• _Provided material_:

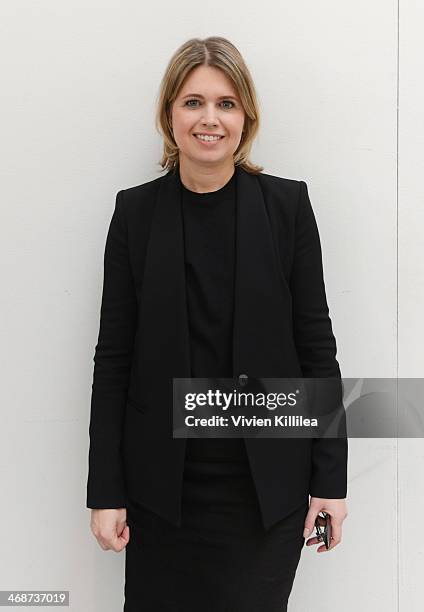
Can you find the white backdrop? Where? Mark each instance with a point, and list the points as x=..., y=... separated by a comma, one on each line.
x=341, y=92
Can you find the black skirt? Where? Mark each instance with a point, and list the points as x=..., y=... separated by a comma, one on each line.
x=221, y=559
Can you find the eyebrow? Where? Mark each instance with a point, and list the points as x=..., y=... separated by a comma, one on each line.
x=219, y=97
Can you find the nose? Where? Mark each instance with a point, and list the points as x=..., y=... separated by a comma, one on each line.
x=209, y=116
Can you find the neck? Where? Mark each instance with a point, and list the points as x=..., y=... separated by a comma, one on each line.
x=202, y=179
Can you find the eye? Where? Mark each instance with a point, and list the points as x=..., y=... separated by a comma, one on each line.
x=196, y=100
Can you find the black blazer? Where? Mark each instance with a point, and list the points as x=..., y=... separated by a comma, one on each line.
x=282, y=328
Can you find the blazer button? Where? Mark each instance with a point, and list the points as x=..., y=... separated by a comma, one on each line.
x=243, y=379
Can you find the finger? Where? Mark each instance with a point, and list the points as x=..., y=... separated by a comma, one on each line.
x=310, y=521
x=336, y=533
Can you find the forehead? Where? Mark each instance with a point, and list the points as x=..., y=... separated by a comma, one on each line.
x=208, y=81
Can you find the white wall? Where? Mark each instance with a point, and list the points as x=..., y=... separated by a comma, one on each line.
x=342, y=98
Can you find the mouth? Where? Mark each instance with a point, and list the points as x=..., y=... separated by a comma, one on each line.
x=208, y=141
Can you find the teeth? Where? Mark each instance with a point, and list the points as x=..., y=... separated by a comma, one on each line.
x=202, y=137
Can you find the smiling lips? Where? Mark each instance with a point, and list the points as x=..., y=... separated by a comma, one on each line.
x=208, y=138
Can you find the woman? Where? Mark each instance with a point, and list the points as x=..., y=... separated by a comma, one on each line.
x=211, y=270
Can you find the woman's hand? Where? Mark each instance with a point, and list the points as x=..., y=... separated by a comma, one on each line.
x=110, y=528
x=337, y=510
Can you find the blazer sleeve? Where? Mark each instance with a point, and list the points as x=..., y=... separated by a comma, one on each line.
x=112, y=365
x=316, y=345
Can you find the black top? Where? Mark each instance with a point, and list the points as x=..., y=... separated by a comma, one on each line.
x=209, y=242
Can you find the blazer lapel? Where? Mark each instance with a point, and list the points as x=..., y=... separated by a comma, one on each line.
x=261, y=298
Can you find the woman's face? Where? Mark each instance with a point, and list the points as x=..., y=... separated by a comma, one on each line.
x=207, y=103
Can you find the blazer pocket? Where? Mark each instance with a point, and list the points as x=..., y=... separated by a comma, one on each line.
x=136, y=404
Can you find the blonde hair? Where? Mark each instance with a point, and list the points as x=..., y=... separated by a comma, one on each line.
x=220, y=53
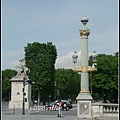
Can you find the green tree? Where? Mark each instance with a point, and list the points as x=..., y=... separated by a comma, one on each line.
x=105, y=79
x=40, y=59
x=6, y=85
x=68, y=83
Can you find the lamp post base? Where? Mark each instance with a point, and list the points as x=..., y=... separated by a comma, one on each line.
x=84, y=105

• _Directions for this task_: The copy you write out must match the entries word for word, minus their pictures.

• _Exercise output_:
Can you find the white backdrop? Where? Mark each instance with a point, and list the points as x=..., y=... separated by a comma, one on each line.
x=341, y=92
Can you find the black skirt? Where? Mark each instance with a point, and list the points as x=..., y=... separated by a comma, one on each line.
x=221, y=559
Can you find the eyebrow? Where? Mark each instance with a point, and list the points as x=..., y=... separated by a comma, one on each line.
x=219, y=97
Can you find the nose? Where? Mark each instance with a point, and list the points as x=..., y=... separated by a comma, one on each line.
x=209, y=116
Can you find the neck? Where? Mark each instance with a point, and list the points as x=..., y=... separated by a comma, one on each line.
x=202, y=179
Can you find the eye? Where? Mark each instance with a point, and list the points as x=..., y=... separated by a comma, one on each line.
x=196, y=100
Can you find the black blazer? Where? Mark each instance with a point, and list the points as x=..., y=... separated by a comma, one on each line.
x=282, y=328
Can you find the blazer button? Where? Mark each instance with a point, and list the points as x=..., y=... separated by a comma, one on each line.
x=243, y=379
Can you find the finger? Where? Mark each instance with a point, and list the points as x=..., y=... separated by a comma, one on each line.
x=310, y=521
x=336, y=533
Can you find the forehead? Where? Mark each instance with a point, and list the points as x=..., y=... separated by a comma, one on each line.
x=208, y=81
Can you find the white wall? Where? Mark each instance with a point, and list the points as x=..., y=... separated by a comma, one on each line.
x=342, y=98
Can you find the mouth? Where? Mark each instance with a point, and list the points as x=..., y=... separated by a comma, one on each line.
x=208, y=141
Can you find the teeth? Where? Mark each instance with a point, and list the points as x=..., y=... separated by a comma, one on each line.
x=202, y=137
Can you find the smiling lips? Where? Mark each instance with a point, and list the points as x=..., y=... separated by a comma, one on each line.
x=208, y=138
Can you find the woman? Where? Mark each instance with a point, and list the points as x=..., y=... separated by a comma, one on each line.
x=211, y=270
Can you find the woman's hand? Where? Mark each instance with a point, and list the points as x=..., y=... separated by a comma, one on each line.
x=110, y=528
x=337, y=510
Can you find the blazer sleeve? Where? Mark each instance with a point, and list the points as x=..., y=... separated by a comma, one on each line.
x=112, y=365
x=316, y=345
Can you find the black top? Where? Mark each instance with a point, and list the points as x=..., y=... separated by a comma, one on each line.
x=209, y=242
Can you find the blazer lapel? Where? Mark each instance with a point, and list the points as x=..., y=... separated by a comma, one on each line.
x=261, y=298
Can you find the woman's face? Where? Mark each instance with a point, and list the points as x=..., y=... separated by a comma, one on each line.
x=207, y=103
Can you find the blazer pocket? Where? Mark each instance with a point, and list the points as x=..., y=... separated by a comma, one on each line.
x=136, y=404
Can you find the blonde hair? Where? Mark each instance with a point, and list the points as x=..., y=... separated by a comma, one on each line.
x=220, y=53
Can you find the green tree? Where? Mark each instance with a point, and list the points as x=..., y=... separated by a comma, one on each line.
x=105, y=79
x=40, y=59
x=6, y=85
x=68, y=83
Can you find the lamp post base? Where? Mark each instance with a point, and list the points as x=..., y=... separated by a comma, one on each line.
x=84, y=105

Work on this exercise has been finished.